#### Passage shown
# AKU application form and syllabus



## mahmed170 (Oct 28, 2011)

Can somebody please post a link through which I can download aga khan university's mbbs program's application form?
Also some websites which can help out with entrance exam prep.


----------



## Dr.Anas Rafiq (May 14, 2011)

mahmed170 said:


> Can somebody please post a link through which I can download aga khan university's mbbs program's application form?
> Also some websites which can help out with entrance exam prep.


visit aku website... only there you will get details regarding application procedure.

don't know of websites, a book with the name 'A Complete Guide for the preparation of Admission Test in Agha Khan University' is available in market... itz by DOGAR BROTHERS publisher :

http://bookmedia.pk/dogargroup/products/109-master-the-mcat-aku.aspx


----------



## ujalashujat (Jun 8, 2010)

Practice SAT2 books.....dont trust this dogar brothers stuff....it USELESS!


----------



## Dr.Anas Rafiq (May 14, 2011)
########
▶ **Required task a**
Duplicate the records from their first line through the line containing "column 80, row 97", keeping both of those lines.
The forum thread has no connection to the records that come after it.
#### Supplied records
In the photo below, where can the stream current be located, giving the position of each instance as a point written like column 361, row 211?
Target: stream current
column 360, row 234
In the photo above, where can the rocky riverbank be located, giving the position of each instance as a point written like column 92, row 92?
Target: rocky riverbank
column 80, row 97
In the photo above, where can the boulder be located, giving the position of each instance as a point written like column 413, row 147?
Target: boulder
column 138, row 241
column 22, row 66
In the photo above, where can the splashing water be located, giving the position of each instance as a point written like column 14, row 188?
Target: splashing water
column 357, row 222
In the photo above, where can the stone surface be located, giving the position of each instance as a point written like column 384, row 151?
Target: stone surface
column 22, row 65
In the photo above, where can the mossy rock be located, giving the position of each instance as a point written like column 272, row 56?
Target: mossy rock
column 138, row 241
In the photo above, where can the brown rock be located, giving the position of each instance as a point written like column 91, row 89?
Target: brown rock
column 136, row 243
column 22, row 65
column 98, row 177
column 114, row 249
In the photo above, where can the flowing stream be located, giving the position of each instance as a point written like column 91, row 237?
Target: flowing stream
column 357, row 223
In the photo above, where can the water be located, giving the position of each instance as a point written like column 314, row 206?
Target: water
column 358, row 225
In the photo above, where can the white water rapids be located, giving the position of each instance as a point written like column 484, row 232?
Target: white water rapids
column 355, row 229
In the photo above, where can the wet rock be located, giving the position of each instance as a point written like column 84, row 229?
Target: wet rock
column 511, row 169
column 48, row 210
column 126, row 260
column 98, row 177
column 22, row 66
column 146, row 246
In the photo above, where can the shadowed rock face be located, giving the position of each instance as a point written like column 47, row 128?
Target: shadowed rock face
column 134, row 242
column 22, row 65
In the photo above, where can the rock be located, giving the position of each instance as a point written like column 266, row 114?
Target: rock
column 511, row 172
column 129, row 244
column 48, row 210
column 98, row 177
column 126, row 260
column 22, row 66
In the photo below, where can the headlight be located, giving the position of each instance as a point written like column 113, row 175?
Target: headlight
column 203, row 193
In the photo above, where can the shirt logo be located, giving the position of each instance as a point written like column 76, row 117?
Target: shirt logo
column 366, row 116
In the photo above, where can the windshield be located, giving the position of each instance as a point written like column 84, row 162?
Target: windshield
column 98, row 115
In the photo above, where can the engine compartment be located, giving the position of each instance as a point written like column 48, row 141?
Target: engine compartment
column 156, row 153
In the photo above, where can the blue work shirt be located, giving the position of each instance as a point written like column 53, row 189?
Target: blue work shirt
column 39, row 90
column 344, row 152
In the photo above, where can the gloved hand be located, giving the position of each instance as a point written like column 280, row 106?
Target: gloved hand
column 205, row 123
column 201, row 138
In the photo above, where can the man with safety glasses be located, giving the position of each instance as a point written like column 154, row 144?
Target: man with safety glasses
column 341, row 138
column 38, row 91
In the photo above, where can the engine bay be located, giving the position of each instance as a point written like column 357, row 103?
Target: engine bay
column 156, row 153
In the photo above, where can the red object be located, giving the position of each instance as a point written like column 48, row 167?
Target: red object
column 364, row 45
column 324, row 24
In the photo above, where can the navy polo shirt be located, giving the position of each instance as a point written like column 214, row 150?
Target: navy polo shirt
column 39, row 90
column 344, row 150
########
▶ **Required task b**
Write out the entire forum thread about the AKU application form and syllabus word for word.

▶ **Answer a**
In the photo below, where can the stream current be located, giving the position of each instance as a point written like column 361, row 211?
Target: stream current
column 360, row 234
In the photo above, where can the rocky riverbank be located, giving the position of each instance as a point written like column 92, row 92?
Target: rocky riverbank
column 80, row 97

▶ **Answer b**
# AKU application form and syllabus



## mahmed170 (Oct 28, 2011)

Can somebody please post a link through which I can download aga khan university's mbbs program's application form?
Also some websites which can help out with entrance exam prep.


----------



## Dr.Anas Rafiq (May 14, 2011)

mahmed170 said:


> Can somebody please post a link through which I can download aga khan university's mbbs program's application form?
> Also some websites which can help out with entrance exam prep.


visit aku website... only there you will get details regarding application procedure.

don't know of websites, a book with the name 'A Complete Guide for the preparation of Admission Test in Agha Khan University' is available in market... itz by DOGAR BROTHERS publisher :

http://bookmedia.pk/dogargroup/products/109-master-the-mcat-aku.aspx


----------



## ujalashujat (Jun 8, 2010)

Practice SAT2 books.....dont trust this dogar brothers stuff....it USELESS!


----------



## Dr.Anas Rafiq (May 14, 2011)